Records to use

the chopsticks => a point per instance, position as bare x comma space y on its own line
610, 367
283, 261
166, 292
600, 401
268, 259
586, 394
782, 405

==

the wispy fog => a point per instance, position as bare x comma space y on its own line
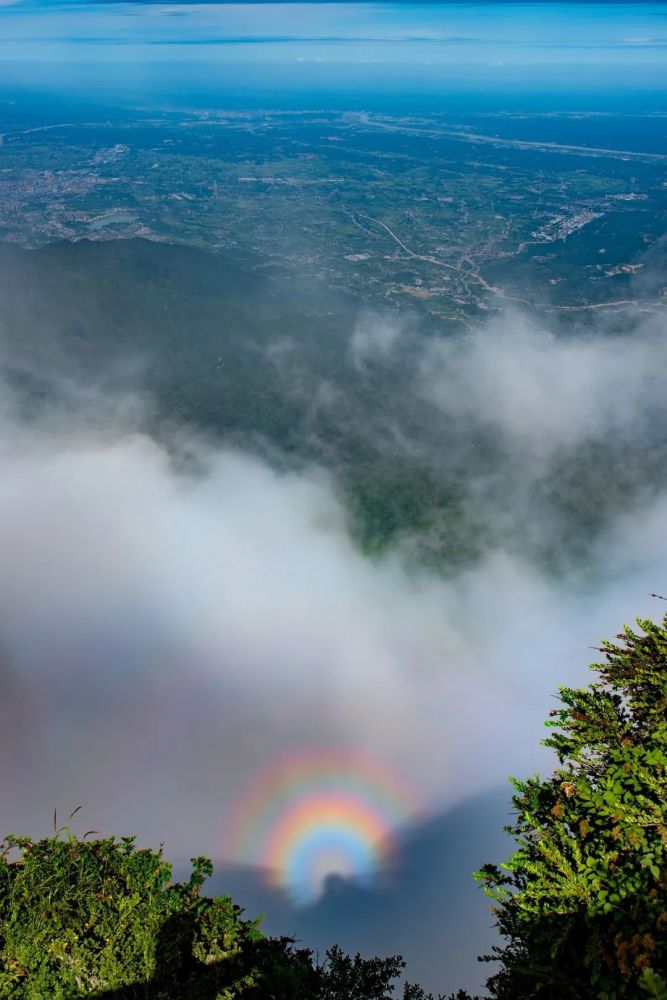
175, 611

* * *

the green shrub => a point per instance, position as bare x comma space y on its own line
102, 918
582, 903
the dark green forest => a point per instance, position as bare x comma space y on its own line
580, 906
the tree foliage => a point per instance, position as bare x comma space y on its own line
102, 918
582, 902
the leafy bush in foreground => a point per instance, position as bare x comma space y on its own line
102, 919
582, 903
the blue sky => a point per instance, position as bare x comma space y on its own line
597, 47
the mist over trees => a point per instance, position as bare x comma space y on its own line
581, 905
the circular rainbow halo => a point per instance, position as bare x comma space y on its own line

Exercise description
Given the data above, transcribe exactly the lines from the one containing "the green shrub" down to the one containing "the circular rainbow", and no others.

Reply to the exercise
the green shrub => a point per instance, position as bare x comma space y on its own line
102, 918
582, 903
the dark green forest => a point per instance, position as bare x comma space y on its own line
580, 906
the tree foliage => a point per instance, position as bare x comma space y on its own line
102, 918
582, 902
the leafy bush in foreground => a point per instance, position as bare x comma space y on its own line
102, 919
582, 903
the blue sky => a point per instance, position as bare x comma space y on its own line
597, 47
the mist over trees => a point per instance, position as bare x comma space y on its own line
581, 905
the circular rainbow halo => a point per instance, position as bare x comma space y on its own line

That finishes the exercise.